[Begin LISTED RECORDS]
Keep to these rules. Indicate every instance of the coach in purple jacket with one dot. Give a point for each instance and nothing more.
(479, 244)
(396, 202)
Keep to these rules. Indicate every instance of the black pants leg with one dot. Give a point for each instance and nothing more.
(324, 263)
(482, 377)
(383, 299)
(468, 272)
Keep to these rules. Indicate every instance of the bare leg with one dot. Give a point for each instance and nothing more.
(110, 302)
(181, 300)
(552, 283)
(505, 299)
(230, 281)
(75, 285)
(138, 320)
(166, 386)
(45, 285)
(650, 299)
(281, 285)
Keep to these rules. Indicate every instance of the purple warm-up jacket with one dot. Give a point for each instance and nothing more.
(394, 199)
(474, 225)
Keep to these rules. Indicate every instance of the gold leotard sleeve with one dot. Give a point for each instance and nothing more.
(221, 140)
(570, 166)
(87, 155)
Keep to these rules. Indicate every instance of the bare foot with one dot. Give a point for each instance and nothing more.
[End LISTED RECORDS]
→ WHAT NEEDS TO BE DONE: Copy out every line of the data above word for word, keeping their original order.

→ RESPONSE TO THE TASK:
Keep to these rules. Indicate every instance of the coach in purple jacket with one dot. Give a point for each instance and nothing more.
(479, 244)
(396, 202)
Keep to these rules. Indicate every instance of the black pants leg with one dot. Give a point for each instance and nothing more.
(324, 263)
(482, 377)
(383, 299)
(468, 272)
Keep to these rules. Indicate every instance of the bare leg with one dot. Give a point for each instance and nothing more.
(110, 302)
(181, 300)
(552, 283)
(505, 299)
(230, 281)
(75, 285)
(138, 320)
(166, 386)
(45, 285)
(650, 299)
(281, 285)
Keep to these rules. Indicate every instance of the purple warm-up jacket with one dot. Give a point for each instance and nothing more.
(394, 199)
(474, 225)
Keep to these rules. Indicate every instance of the gold leotard sleeve with one dot. Give a point for each instance and nothing more.
(221, 140)
(570, 166)
(87, 155)
Keep to these rules. Indicate every instance of the bare foot with one dot. Give a point for each instance and nothing more.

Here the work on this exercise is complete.